═══ Information shown

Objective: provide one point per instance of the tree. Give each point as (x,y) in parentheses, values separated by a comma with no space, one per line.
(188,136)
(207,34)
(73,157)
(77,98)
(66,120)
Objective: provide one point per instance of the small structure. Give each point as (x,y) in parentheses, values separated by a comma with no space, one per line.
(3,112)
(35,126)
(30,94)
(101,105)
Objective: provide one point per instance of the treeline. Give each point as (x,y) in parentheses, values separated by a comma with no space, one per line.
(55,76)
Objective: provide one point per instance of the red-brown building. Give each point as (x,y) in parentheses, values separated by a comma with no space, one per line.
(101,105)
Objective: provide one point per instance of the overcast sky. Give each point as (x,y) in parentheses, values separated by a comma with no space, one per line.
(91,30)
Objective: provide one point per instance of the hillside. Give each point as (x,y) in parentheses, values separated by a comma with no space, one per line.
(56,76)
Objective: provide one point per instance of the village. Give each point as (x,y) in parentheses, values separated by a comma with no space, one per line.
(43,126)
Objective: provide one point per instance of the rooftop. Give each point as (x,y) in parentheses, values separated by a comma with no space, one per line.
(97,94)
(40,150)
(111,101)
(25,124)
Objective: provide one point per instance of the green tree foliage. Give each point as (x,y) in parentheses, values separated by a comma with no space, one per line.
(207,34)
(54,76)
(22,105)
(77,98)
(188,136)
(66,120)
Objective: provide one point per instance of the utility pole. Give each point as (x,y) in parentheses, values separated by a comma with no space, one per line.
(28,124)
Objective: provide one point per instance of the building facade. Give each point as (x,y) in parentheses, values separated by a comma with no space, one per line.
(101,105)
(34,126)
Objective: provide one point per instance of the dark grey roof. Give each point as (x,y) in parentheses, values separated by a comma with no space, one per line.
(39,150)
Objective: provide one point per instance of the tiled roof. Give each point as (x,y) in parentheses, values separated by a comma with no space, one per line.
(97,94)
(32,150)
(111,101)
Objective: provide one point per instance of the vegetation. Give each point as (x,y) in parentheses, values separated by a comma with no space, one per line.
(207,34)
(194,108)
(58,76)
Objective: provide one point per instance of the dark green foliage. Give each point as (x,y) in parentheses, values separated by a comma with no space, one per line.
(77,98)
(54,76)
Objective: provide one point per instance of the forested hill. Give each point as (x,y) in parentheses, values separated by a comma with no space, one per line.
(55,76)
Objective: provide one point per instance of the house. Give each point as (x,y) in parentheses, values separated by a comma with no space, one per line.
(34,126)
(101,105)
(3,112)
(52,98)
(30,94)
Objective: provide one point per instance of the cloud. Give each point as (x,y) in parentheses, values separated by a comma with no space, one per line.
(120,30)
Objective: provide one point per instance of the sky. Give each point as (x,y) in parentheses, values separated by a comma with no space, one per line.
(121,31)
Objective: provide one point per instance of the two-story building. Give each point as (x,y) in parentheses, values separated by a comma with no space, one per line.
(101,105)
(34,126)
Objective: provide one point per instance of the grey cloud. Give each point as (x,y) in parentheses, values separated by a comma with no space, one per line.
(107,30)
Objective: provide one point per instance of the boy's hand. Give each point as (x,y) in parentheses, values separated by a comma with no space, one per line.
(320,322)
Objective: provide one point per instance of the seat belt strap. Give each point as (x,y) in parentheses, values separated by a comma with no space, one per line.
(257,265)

══════

**Problem to solve**
Give again each line shown above, keeping every word as it is.

**Task answer**
Objective: provide one point per instance of the tree. Give each point as (x,y) in parentheses, values separated by a comma with no space, one per line.
(188,136)
(207,34)
(73,157)
(77,98)
(66,120)
Objective: provide one point per instance of the small structure. Give each point as (x,y) in parentheses, values separated by a comma with no space, one per line.
(3,112)
(35,126)
(30,94)
(101,105)
Objective: provide one point per instance of the treeline. Give each point as (x,y) in parentheses, values separated by a comma with no space, one per line.
(55,76)
Objective: provide one point per instance of the red-brown building. Give each point as (x,y) in parentheses, values separated by a comma with no space, one per line.
(101,105)
Objective: provide one point per instance of the overcast sky. Give each point as (x,y) in parentheses, values separated by a comma with no space, one per line.
(91,30)
Objective: provide one point per instance of the hillside. Give each point as (x,y) in parentheses, values separated by a comma with no space, one per line.
(56,76)
Objective: provide one point per instance of the village. Give each point as (x,y) in parentheses, values separated by a comma with no space, one per line.
(43,126)
Objective: provide one point per instance of the rooftop. Give each point as (x,y) in parentheses, values separated by a comma with no space, one per line.
(97,94)
(40,150)
(111,101)
(25,124)
Objective: provide one point per instance of the green tree foliage. Give each point as (x,y) in parentheses, values separated by a comma with no space, one per line.
(207,34)
(54,76)
(22,105)
(77,98)
(188,136)
(66,120)
Objective: provide one point per instance of the utility pole. Give each point as (x,y) in parentheses, values separated by a comma with no space, one per line.
(28,124)
Objective: provide one point per instance of the building facade. Give each point as (x,y) in parentheses, values separated by a comma with no space, one per line.
(101,105)
(34,126)
Objective: provide one point per instance of the dark grey roof. Give each point as (x,y) in parentheses, values separated by a comma with no space, one per line.
(39,150)
Objective: provide one point per instance of the tiled roof. Give each point as (x,y) in parentheses, values separated by a comma with no space, one per line.
(97,94)
(32,150)
(111,101)
Objective: provide one point per instance of the vegetation. Give each point as (x,y) in parentheses, values separated by a comma with no space, one per line.
(207,34)
(194,108)
(58,76)
Objective: provide one point per instance of the dark green foliage. Give each point as (x,y) in parentheses, values separated by a comma with no space, one per line.
(77,98)
(54,76)
Objective: provide one point per instance of the forested hill. Give each point as (x,y) in parentheses, values separated by a comma with no space, one per line.
(55,76)
Objective: provide one point per instance of the house. Give each point as (x,y) in parentheses, values separated by a comma with no space, one per line.
(34,126)
(101,105)
(3,112)
(52,98)
(30,94)
Objective: provide one point per instance of the cloud. Give each point as (x,y) in parentheses, values separated by a comma with no space, one per line.
(120,30)
Objective: provide one point per instance of the sky. Give each point as (x,y) in parentheses, values separated by a comma with no space, one per line.
(121,31)
Objective: provide one point per instance of the two-story building. Give each point as (x,y) in parentheses, values separated by a comma with no space, one per line.
(101,105)
(34,126)
Objective: provide one point per instance of the grey cloud. Give each point as (x,y) in parentheses, values separated by a comma with no space, one per line.
(107,30)
Objective: provide one point per instance of the boy's hand. Give each point as (x,y) in parentheses, values separated by a comma with no space, one per line.
(320,322)
Objective: provide one point per instance of the seat belt strap. Give each point as (x,y) in parentheses, values separated by a comma with no space, one per line.
(257,265)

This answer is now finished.